Task goal ▸
Print the entries in full, word for word, but not the pictures.

Stored data

□ □ □ □ □ □ □

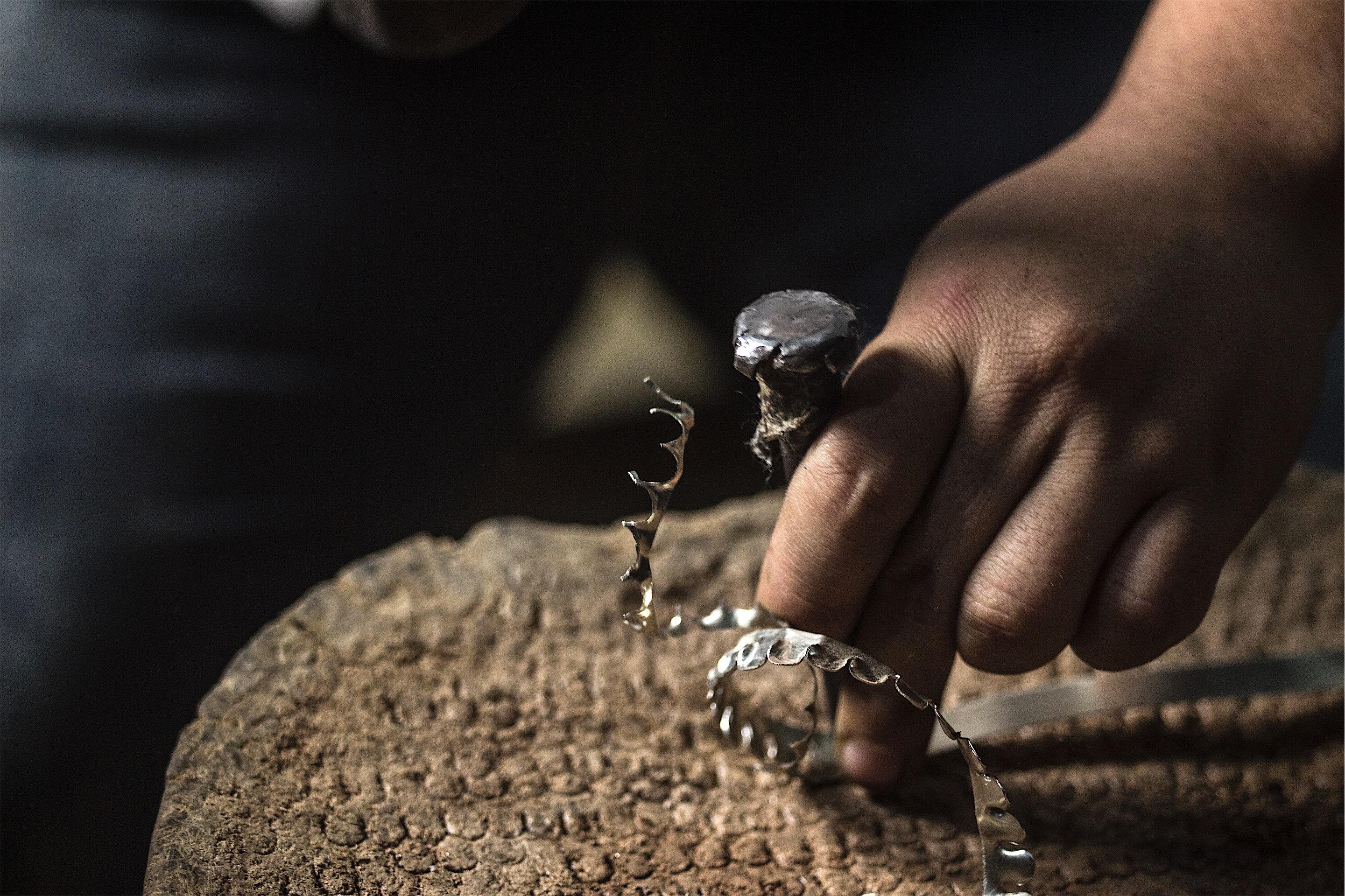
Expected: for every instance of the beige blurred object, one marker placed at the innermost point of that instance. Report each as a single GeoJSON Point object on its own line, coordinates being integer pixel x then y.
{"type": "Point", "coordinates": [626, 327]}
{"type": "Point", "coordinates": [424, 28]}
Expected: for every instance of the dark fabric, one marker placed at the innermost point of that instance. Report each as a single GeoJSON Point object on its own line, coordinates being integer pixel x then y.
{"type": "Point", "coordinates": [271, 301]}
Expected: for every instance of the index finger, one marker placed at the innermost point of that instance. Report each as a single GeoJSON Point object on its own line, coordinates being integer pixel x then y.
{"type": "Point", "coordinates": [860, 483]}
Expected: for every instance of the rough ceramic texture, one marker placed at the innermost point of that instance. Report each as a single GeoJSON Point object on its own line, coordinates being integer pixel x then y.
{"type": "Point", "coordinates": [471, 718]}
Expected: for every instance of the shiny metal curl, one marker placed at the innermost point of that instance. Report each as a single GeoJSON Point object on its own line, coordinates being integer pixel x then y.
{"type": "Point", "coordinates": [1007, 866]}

□ □ □ □ □ □ □

Response ▸
Expected: for every instance of the beige blurred object, one marker placed at the innermost point of that instance. Report each as a single GeoJSON Point object on its own line, coordinates being integer pixel x then y.
{"type": "Point", "coordinates": [626, 327]}
{"type": "Point", "coordinates": [424, 28]}
Expected: for every instance of the dark fabric, one marker placed at the innermost point of that instance. Report each as a single GeoJSON Point object on its own line, coordinates being integer pixel x then y.
{"type": "Point", "coordinates": [271, 301]}
Expected: for every instance of the index finger, one marker placed at the innermost point of that instance. Report each as a single GeoJSON Point object on its own line, coordinates being integer pixel x then y.
{"type": "Point", "coordinates": [860, 483]}
Expected: for every instance of the rough ceramic texture, one marker placed at the innermost point of that instance. Report each as a single GeoJSON Point object on its own line, coordinates being integer pixel x then y.
{"type": "Point", "coordinates": [471, 718]}
Expected: for every instance of the shiny metal curl, one marker placed at the innermost point of that instance. Report each as a single GeoJSON Point object on its own line, coordinates being integer pixel x then y.
{"type": "Point", "coordinates": [1007, 866]}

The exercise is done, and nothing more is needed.